---------- DATA FOR THIS TASK ----------

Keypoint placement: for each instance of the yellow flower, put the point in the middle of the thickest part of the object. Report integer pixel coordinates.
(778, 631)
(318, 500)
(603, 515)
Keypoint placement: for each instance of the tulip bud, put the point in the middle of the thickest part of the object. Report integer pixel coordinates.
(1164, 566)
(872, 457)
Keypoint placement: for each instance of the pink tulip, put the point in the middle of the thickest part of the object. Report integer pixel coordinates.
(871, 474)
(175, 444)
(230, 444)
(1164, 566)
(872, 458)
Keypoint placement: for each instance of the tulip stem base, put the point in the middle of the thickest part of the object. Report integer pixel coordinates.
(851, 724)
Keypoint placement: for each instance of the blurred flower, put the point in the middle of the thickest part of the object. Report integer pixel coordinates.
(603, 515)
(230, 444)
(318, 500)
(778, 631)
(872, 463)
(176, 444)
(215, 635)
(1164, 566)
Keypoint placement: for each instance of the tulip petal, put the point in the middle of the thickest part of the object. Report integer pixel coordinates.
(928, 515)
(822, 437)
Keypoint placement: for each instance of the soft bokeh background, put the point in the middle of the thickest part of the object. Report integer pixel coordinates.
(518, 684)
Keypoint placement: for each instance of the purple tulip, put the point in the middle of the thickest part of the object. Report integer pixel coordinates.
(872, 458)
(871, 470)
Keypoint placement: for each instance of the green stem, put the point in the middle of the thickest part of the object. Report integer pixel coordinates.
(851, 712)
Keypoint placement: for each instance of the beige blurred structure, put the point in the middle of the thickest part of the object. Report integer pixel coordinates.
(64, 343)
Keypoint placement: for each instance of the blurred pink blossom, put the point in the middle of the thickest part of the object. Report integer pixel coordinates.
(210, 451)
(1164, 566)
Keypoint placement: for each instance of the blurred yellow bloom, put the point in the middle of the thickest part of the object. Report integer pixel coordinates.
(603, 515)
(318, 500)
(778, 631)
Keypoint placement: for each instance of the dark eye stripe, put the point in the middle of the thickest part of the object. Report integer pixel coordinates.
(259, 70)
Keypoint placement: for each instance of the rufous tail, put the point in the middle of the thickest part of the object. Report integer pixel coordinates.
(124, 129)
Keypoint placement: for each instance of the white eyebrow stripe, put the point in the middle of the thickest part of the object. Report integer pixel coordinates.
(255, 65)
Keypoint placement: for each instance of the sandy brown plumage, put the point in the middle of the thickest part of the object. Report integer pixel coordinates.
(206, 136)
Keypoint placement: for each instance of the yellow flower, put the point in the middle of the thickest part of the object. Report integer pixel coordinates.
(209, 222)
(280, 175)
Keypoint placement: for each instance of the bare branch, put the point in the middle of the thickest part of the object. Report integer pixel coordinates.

----------

# EXERCISE
Starting from the line containing "Keypoint placement: for each instance of the sandy", repeat each line through the end of the entries, exactly.

# RESPONSE
Keypoint placement: for each instance of the sandy brown plumage, put the point in the middle of the thickest part of the object. Report integer pixel coordinates.
(206, 136)
Keypoint placement: for each instance of the yellow flower, put the point in the middle of the thickest part of the object. Report integer pixel coordinates.
(209, 222)
(280, 175)
Keypoint placement: for each instance of the bare branch, put the point in the middle of the thickest part of the object. Report integer pixel coordinates.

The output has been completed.